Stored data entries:
────────────────
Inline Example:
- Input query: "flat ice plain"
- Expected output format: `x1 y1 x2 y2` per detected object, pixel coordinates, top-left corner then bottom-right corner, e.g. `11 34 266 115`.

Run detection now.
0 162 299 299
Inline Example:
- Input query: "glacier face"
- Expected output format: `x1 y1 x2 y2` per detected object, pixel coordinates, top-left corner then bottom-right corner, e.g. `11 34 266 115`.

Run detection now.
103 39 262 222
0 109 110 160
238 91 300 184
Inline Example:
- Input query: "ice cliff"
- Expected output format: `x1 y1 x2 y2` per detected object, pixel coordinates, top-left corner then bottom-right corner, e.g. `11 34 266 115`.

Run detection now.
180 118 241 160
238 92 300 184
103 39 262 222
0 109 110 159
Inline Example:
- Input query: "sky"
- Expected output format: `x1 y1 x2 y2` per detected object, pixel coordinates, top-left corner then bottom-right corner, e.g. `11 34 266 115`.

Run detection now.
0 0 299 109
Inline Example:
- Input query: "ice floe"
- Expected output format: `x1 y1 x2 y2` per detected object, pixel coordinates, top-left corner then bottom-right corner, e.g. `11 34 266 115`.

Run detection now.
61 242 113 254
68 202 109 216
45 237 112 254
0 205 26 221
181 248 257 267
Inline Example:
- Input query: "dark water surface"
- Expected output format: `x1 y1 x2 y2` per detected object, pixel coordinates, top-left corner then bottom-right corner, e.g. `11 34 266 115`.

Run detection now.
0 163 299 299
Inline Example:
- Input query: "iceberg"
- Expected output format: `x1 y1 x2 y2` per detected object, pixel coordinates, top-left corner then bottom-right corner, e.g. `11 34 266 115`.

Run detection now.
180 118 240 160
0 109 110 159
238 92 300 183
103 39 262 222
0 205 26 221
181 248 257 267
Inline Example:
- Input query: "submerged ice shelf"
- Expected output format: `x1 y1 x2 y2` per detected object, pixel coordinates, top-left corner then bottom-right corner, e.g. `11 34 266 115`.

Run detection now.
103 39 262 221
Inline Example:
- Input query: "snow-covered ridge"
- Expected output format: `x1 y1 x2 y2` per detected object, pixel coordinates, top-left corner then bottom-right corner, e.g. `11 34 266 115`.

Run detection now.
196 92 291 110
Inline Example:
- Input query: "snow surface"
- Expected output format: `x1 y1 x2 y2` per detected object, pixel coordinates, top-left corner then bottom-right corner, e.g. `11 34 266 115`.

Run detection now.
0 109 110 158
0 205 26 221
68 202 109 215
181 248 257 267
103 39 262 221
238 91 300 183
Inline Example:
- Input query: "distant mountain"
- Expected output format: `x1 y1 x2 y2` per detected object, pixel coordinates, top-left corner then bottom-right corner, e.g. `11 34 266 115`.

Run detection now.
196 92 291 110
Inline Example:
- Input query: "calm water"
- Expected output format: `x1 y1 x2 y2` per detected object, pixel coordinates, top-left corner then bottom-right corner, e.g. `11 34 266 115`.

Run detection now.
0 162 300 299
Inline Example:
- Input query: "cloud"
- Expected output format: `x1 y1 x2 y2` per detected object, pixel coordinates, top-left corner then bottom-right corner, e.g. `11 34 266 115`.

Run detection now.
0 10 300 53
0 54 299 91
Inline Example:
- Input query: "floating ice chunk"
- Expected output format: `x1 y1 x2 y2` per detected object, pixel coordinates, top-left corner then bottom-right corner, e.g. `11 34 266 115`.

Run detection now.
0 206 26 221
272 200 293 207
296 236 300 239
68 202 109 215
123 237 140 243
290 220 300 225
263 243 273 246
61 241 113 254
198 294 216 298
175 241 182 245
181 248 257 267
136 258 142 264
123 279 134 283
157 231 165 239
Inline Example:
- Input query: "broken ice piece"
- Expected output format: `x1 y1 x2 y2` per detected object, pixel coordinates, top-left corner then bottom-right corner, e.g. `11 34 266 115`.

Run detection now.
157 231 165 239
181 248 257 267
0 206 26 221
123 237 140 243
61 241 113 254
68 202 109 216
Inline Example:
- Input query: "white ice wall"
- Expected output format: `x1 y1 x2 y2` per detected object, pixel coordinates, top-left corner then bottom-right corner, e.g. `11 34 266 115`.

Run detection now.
────────────────
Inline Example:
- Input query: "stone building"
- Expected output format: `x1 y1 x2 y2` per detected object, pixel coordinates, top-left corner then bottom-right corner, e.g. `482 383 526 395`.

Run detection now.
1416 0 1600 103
────────────────
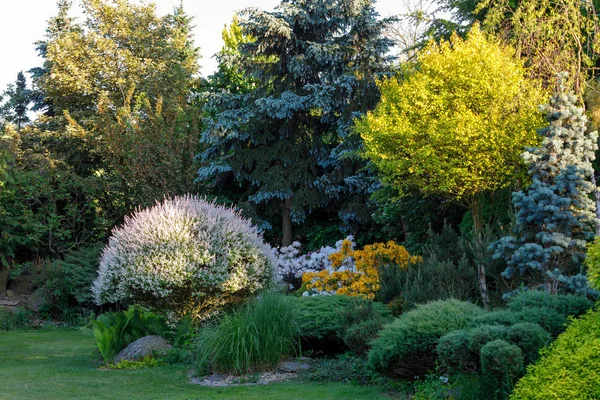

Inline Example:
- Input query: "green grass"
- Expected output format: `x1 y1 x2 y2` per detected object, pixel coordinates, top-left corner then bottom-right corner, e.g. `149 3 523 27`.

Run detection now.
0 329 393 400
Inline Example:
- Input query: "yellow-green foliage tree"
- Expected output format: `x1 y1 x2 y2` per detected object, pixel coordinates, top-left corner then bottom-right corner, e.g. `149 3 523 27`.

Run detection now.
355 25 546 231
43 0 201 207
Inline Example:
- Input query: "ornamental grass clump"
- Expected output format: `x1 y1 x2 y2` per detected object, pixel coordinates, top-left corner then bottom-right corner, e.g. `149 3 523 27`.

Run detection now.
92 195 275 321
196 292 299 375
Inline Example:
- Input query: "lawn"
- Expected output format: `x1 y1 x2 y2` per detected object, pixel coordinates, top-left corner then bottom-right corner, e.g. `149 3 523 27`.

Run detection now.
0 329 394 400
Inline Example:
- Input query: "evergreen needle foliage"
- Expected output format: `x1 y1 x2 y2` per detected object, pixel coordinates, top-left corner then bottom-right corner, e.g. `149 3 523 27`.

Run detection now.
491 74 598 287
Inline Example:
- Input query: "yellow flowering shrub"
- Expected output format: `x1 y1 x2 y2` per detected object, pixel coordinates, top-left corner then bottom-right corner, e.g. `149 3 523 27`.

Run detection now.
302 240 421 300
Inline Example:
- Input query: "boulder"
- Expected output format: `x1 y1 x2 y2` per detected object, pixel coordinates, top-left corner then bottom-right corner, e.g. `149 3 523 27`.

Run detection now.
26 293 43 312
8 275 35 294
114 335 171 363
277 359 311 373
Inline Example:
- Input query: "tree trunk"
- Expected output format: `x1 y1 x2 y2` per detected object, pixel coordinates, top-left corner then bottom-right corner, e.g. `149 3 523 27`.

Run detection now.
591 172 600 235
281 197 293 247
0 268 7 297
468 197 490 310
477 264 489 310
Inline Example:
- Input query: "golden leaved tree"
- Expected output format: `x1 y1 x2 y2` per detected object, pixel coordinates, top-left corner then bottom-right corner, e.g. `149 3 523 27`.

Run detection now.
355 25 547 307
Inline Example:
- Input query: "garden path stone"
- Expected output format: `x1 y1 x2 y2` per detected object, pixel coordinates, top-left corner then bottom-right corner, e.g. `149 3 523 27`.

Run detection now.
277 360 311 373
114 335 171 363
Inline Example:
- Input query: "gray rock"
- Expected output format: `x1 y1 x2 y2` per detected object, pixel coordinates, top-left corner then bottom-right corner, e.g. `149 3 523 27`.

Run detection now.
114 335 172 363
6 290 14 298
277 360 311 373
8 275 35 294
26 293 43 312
────────────────
Search the records for the string "foliage" and, wherever a line contains it, please copy that line.

- Input query: "yellow-green foliage tree"
- Input query: "evergreen needle foliage"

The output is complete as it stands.